## À compléter
• A. Relevez, s'il vous plaît, les trois adjectifs par lesquels Malik Hamadache qualifie le climat de la discussion avec la Ligue dans l'extrait sur le salary cap du rugby.
• B. Poursuivez l'extrait sur le salary cap du rugby à partir de sa dernière phrase.

## Extrait à lire
######
L’été dernier, le rugby français a été secoué par de fortes tensions entre les différents acteurs du rugby professionnel, autour du sujet épineux du salary cap.
Au centre du débat se trouvait la question de la transparence sur les salaires des joueurs.
Malik Hamadache, président de Provale, le syndicat représentant les joueurs professionnels, est revenu sur ce dossier délicat dans un entretien accordé à Midi Olympique.
Si aujourd’hui les échanges semblent plus calmes, le début des discussions fut pour le moins agité : les joueurs étaient fermement opposés à la nature et à l’étendue des données demandées par les instances.
Après plusieurs semaines de blocage, un dialogue a finalement pu se rétablir. Les négociations continuent dans l’objectif de concilier les exigences de contrôle budgétaire imposées par la LNR et la sauvegarde des droits individuels des joueurs.
Il explique les échanges avec la Ligue en ces termes :
« On a fait une proposition de texte, avec nos juristes et en accord avec tous nos correspondants dans les clubs professionnels. Nous sommes en attente du retour de la LNR. C’est une discussion qui est ouverte, qui n’est pas encore finie mais elle se déroule dans un climat sain, apaisé et cordial. Dès qu’on a fait savoir notre opposition au projet initial, la réponse apportée par le président de la Ligue allait dans ce sens, celui de la volonté d’échanger et de concilier. Il reste désormais un bon accord pour tout le monde. »
Malik Hamadache expose également les raisons de leur refus catégorique du projet initial :
« Il fallait tout ouvrir, tout montrer. Ça, ce n’est pas acceptable. Qu’on demande à un joueur d’ouvrir tous les comptes de toutes ses sociétés, qu’on veuille aller fouiller dans une SCI pour éplucher tous les comptes et même ceux des associés, c’est non. Il y a un principe de vie privée à respecter. Il y a aussi un cadre réglementaire, qui est celui du droit du travail. Joueur de rugby professionnel, c’est un contrat de travail classique, un CDD basique et normé par le code du travail. »
Le président de Provale ne cache pas son exaspération :
« On demande aux joueurs de faire attention à leur casque, à leurs chaussettes. Et bientôt leur slip ? On leur demande d’être exemplaires sur le terrain mais aussi en dehors, où plus aucun écart ne leur est autorisé sans qu’il y ait des répercussions sur leur carrière. »
« Si un mec veut se teindre les cheveux en rose, il ne pourra pas se promener dans son village sans que cela déclenche une vague de commentaires. Il ne peut jamais déconnecter et dès qu’il fait un pas de côté, il fait le tour des réseaux sociaux. Et désormais, on leur demande de se mettre à poil sur leurs revenus ? Quel autre salarié accepterait ça ? Clairement, pour nous, c’est non. Il y a un ras-le-bol des joueurs. À un moment, ils aimeraient bien qu’on les laisse simplement jouer au rugby. Il y a des limites. Je le répète, ce sont avant tout des salariés et ils ont droit, comme tout le monde, à se défendre et à faire respecter leur vie privée. »
######
## Listing brut
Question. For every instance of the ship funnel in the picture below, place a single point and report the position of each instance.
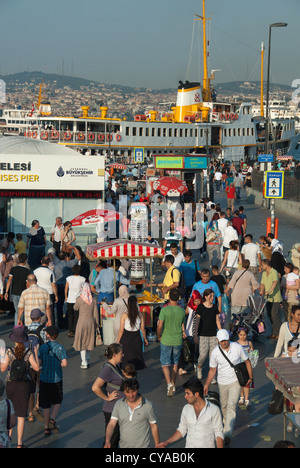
(85, 111)
(188, 101)
(103, 112)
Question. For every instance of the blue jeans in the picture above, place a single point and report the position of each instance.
(169, 354)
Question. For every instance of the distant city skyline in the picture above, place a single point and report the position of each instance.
(148, 44)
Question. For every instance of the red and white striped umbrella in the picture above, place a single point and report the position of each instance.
(118, 166)
(95, 216)
(170, 186)
(123, 249)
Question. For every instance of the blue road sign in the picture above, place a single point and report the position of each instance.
(265, 158)
(274, 183)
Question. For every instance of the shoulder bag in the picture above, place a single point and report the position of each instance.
(239, 369)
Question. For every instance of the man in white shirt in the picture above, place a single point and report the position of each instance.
(229, 234)
(56, 234)
(218, 179)
(200, 422)
(229, 387)
(251, 252)
(46, 280)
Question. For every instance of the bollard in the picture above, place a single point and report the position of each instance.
(276, 226)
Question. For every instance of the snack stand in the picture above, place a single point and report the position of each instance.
(123, 248)
(285, 374)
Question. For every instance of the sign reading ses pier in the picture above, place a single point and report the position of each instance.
(274, 184)
(46, 175)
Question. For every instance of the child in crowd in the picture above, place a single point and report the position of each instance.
(248, 347)
(291, 280)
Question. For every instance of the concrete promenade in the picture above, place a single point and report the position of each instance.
(81, 421)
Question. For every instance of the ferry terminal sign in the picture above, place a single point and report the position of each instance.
(187, 162)
(53, 173)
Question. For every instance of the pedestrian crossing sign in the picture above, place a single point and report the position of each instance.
(274, 183)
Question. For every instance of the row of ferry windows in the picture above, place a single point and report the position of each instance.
(165, 132)
(228, 132)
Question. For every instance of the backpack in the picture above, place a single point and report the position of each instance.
(19, 371)
(34, 338)
(182, 287)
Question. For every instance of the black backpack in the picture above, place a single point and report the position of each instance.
(19, 371)
(34, 338)
(182, 287)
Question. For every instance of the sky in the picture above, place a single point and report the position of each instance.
(148, 43)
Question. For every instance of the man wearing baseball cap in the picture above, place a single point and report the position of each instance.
(229, 386)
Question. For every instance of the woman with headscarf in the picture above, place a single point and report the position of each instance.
(88, 320)
(119, 307)
(213, 244)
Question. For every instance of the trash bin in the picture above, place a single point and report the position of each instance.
(108, 330)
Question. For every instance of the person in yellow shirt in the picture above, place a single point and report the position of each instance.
(172, 277)
(20, 246)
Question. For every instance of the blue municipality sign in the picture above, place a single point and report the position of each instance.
(274, 183)
(265, 158)
(139, 155)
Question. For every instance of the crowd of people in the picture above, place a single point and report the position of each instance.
(202, 291)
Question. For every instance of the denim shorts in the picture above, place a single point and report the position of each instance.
(169, 354)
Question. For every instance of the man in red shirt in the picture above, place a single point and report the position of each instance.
(231, 196)
(238, 224)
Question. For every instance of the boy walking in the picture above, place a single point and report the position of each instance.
(170, 333)
(53, 358)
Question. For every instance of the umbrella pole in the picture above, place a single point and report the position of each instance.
(115, 289)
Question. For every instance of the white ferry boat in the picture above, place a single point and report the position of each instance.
(198, 123)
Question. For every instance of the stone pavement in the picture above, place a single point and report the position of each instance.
(81, 421)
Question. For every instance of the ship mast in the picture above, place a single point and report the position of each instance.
(262, 81)
(206, 94)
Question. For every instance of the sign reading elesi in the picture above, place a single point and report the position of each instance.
(40, 172)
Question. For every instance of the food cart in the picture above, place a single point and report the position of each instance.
(123, 248)
(285, 374)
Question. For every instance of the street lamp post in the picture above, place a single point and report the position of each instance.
(274, 25)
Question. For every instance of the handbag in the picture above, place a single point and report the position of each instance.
(186, 352)
(240, 370)
(276, 404)
(98, 338)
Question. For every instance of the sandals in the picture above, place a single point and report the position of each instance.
(53, 426)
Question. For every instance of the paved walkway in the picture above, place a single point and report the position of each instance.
(81, 421)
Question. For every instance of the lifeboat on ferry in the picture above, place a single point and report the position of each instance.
(140, 118)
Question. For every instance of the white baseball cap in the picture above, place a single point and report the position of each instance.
(223, 335)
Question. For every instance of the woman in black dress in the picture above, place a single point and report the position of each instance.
(132, 329)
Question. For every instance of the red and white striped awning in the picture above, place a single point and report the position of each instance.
(123, 249)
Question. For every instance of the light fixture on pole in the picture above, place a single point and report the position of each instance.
(274, 25)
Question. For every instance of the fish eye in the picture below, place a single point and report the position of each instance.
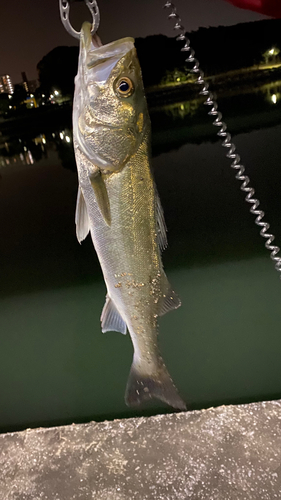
(124, 86)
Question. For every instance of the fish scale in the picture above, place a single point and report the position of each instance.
(118, 204)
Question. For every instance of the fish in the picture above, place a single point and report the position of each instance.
(118, 204)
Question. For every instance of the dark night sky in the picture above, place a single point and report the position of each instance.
(29, 29)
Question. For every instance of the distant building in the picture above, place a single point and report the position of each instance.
(6, 85)
(29, 85)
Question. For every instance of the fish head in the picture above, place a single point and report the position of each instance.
(110, 116)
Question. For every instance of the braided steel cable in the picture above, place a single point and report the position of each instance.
(226, 136)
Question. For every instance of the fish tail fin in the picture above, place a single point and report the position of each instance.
(143, 386)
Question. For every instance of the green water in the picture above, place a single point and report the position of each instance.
(222, 346)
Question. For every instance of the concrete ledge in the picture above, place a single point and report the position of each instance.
(230, 452)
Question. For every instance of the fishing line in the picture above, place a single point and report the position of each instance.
(226, 136)
(223, 133)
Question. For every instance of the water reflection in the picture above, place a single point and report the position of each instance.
(223, 345)
(243, 110)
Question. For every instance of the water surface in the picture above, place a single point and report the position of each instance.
(222, 346)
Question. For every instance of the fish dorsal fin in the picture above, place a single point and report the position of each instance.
(161, 225)
(81, 217)
(111, 319)
(170, 300)
(99, 187)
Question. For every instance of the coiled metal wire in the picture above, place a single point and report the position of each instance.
(226, 136)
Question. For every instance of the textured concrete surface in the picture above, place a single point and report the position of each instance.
(230, 452)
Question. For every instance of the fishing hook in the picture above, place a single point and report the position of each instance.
(227, 139)
(64, 14)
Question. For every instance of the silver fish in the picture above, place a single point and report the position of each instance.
(118, 204)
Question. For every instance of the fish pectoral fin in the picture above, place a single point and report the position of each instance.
(170, 300)
(99, 187)
(161, 225)
(81, 217)
(111, 319)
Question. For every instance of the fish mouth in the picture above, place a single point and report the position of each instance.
(96, 52)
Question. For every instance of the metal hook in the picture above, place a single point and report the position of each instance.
(64, 14)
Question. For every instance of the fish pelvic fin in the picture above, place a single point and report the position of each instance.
(111, 319)
(142, 387)
(81, 217)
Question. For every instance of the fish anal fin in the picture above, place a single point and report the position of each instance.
(99, 187)
(170, 299)
(111, 319)
(142, 387)
(81, 217)
(161, 225)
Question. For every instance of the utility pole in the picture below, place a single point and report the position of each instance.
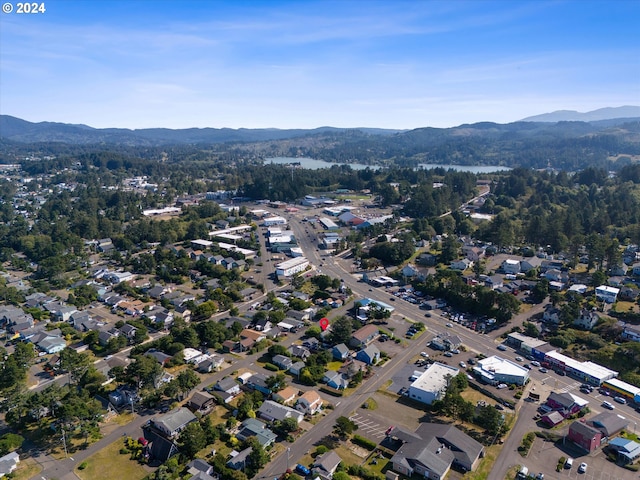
(64, 443)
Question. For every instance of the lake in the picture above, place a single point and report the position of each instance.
(313, 164)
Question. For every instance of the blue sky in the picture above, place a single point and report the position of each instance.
(305, 64)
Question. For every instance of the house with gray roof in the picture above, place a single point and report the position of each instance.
(238, 461)
(252, 427)
(272, 411)
(172, 423)
(369, 355)
(433, 449)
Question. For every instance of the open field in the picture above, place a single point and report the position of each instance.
(109, 464)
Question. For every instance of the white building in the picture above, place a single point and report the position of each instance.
(496, 369)
(292, 266)
(432, 384)
(269, 221)
(607, 294)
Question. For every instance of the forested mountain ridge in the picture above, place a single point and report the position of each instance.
(608, 144)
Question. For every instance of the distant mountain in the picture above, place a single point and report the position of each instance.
(18, 130)
(628, 111)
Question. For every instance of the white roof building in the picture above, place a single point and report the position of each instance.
(292, 266)
(432, 384)
(496, 369)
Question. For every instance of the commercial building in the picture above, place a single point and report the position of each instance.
(432, 384)
(292, 266)
(623, 389)
(588, 372)
(496, 369)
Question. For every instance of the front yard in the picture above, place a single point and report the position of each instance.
(110, 464)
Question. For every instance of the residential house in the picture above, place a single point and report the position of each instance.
(228, 385)
(252, 335)
(585, 436)
(161, 357)
(282, 361)
(238, 461)
(309, 402)
(551, 314)
(552, 419)
(172, 423)
(105, 335)
(587, 319)
(433, 449)
(296, 368)
(258, 381)
(201, 402)
(340, 351)
(272, 411)
(299, 351)
(369, 355)
(609, 423)
(335, 380)
(510, 266)
(252, 427)
(494, 282)
(52, 344)
(325, 465)
(364, 336)
(461, 265)
(128, 331)
(286, 396)
(629, 294)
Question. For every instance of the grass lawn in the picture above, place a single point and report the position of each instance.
(26, 469)
(109, 464)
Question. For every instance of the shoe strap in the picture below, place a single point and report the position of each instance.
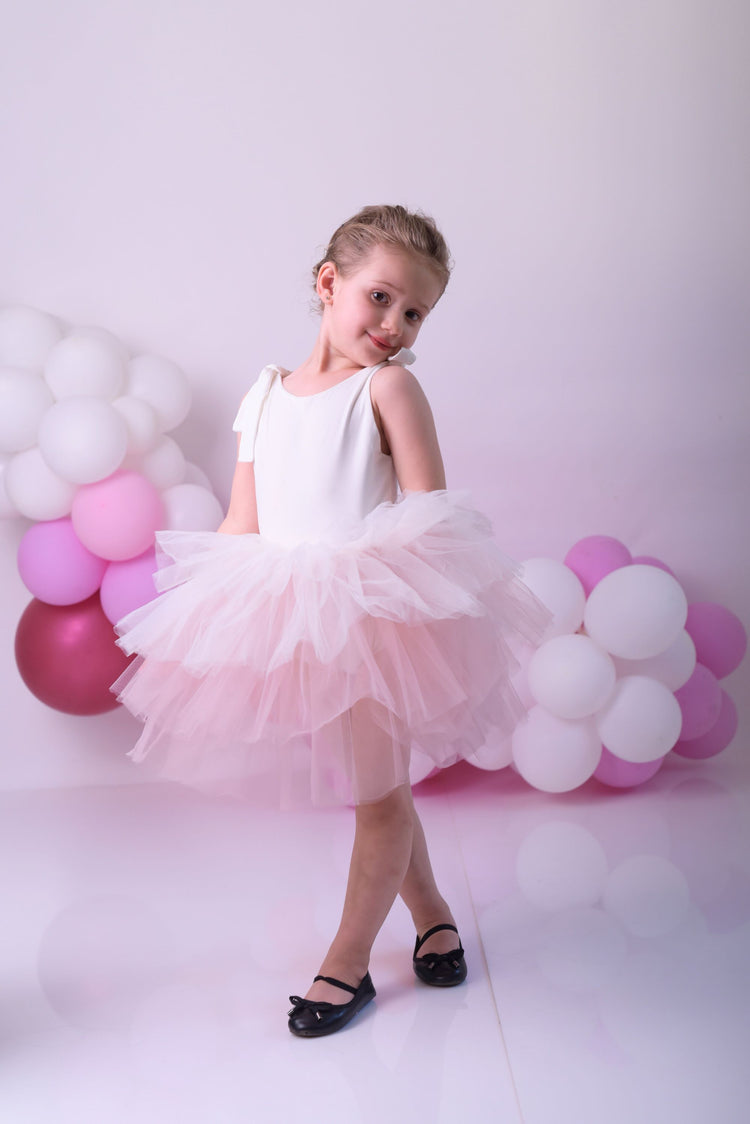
######
## Corrigé
• A. sain, apaisé, cordial

• B.
Il souligne l’importance du travail réalisé par la LNR dans le développement économique du rugby français :
« Notre Ligue fait un formidable travail de valorisation de notre rugby. Elle a créé un équilibre économique qui n’est pas parfait, certes, avec certains clubs en difficulté, mais qui a permis le développement exponentiel de nos deux championnats professionnels. C’est un travail remarquable qui, à moyen terme, valorise aussi les joueurs. C’est cela qu’il faudrait mettre en valeur, plutôt que de toujours penser que les autres font mieux, ailleurs. »
Malik Hamadache confirme que la possibilité d’une grève des joueurs avait véritablement été envisagée :
« C’était très concret. Et j’entends ce discours, que Provale a soufflé sur les braises et attisé la colère, qu’on a fait du syndicalisme à deux balles : c’est absolument faux ! À ce sujet comme pour les autres, nous avons simplement travaillé en transparence avec les joueurs. Avec nos juristes, nous leur avons exposé la situation et les discussions en cours autour de la mise en transparence de leur rémunération. Les remontées de nos correspondants dans tous les clubs étaient très claires, très fermes : « les institutions ne nous écoutent jamais et s’ils passent en force, cette fois, on va à la grève. » »
« Ils y ont réellement songé. Leur ras-le-bol était concret et une réelle solidarité a émergé. Le rôle de Provale a simplement été de porter leur message, pas de l’initier. Ils ont validé toutes nos propositions de texte et toutes nos positions de négociation, en pleine connaissance du dossier. Dans cette affaire, Provale n’a fait que soutenir la position des joueurs et moi, en tant que président, mon rôle était d’aller à la bataille pour eux. Quand ils m’ont dit qu’ils étaient prêts à aller à la grève, ce n’était pas une blague. Provale a donc fait son travail, rien de plus. Ceux qui nous dénigrent ne comprennent rien de cela. »
Enfin, il se félicite de la bonne entente avec la LNR :
« Il y a une très bonne entente avec la nouvelle équipe dirigeante de la Ligue et son président, Yann Roubert. Il y a une réelle écoute et des relations de travail saines. Nous travaillons également bien avec Tech XV (syndicat des entraîneurs) et l’UCPR (Union des clubs professionnels de rugby), les autres syndicats. Tout cela a permis d’avancer, dans une négociation apaisée et constructive. Voilà pourquoi le conflit n’est pas allé plus loin. Tout le monde a préféré la conciliation au bras de fer. Je m’en félicite. La Ligue a pris en considération la voix des joueurs. »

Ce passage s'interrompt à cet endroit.